— start of SELECTED TEXT —
4000 North First Street
San Jose, California 95134
Ladies and Gentlemen:
We have acted as counsel to Novellus Systems, Inc. ("Novellus"), a
California corporation, in connection with the proposed merger (the "Merger") of
Neptune Acquisition-Sub, Inc. ("Merger Sub"), a Delaware corporation and a
wholly-owned subsidiary of Novellus, with and into GaSonics International
Corporation, a Delaware corporation ("GaSonics"), pursuant to an Agreement and
Plan of Reorganization made as of October 25, 2000 (the "Agreement") by and
among Novellus, Merger Sub and GaSonics. The Merger is described in the
Registration Statement of Novellus on Form S-4, as amended (the "Registration
Statement") filed on December 8, 2000 with the Securities and Exchange
Commission (the "Commission") under the Securities Act of 1933, as amended (the
"Securities Act"). The Registration Statement includes the proxy statement and
prospectus of GaSonics (the "Proxy Statement-Prospectus"). Unless otherwise
indicated, any capitalized terms used herein and not otherwise defined have the
meaning ascribed to them in the Registration Statement.
— end of SELECTED TEXT —
— start of DATASET EXTRACT —
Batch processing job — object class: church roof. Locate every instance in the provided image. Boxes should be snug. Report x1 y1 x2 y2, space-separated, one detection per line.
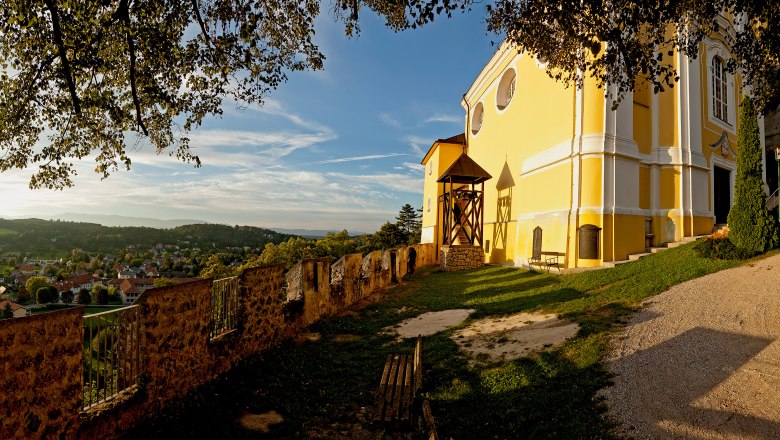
— end of DATASET EXTRACT —
-- GIVEN INSTRUCTION --
Using the letter about the Novellus merger, answer these:
1. In which state is Merger Sub incorporated?
2. As of what date was the Agreement made?
3. On what date was the Registration Statement filed with the Commission?
The data was drawn from a different source than the letter.

-- OUTPUT FOR THIS TASK --
1. Delaware
2. October 25, 2000
3. December 8, 2000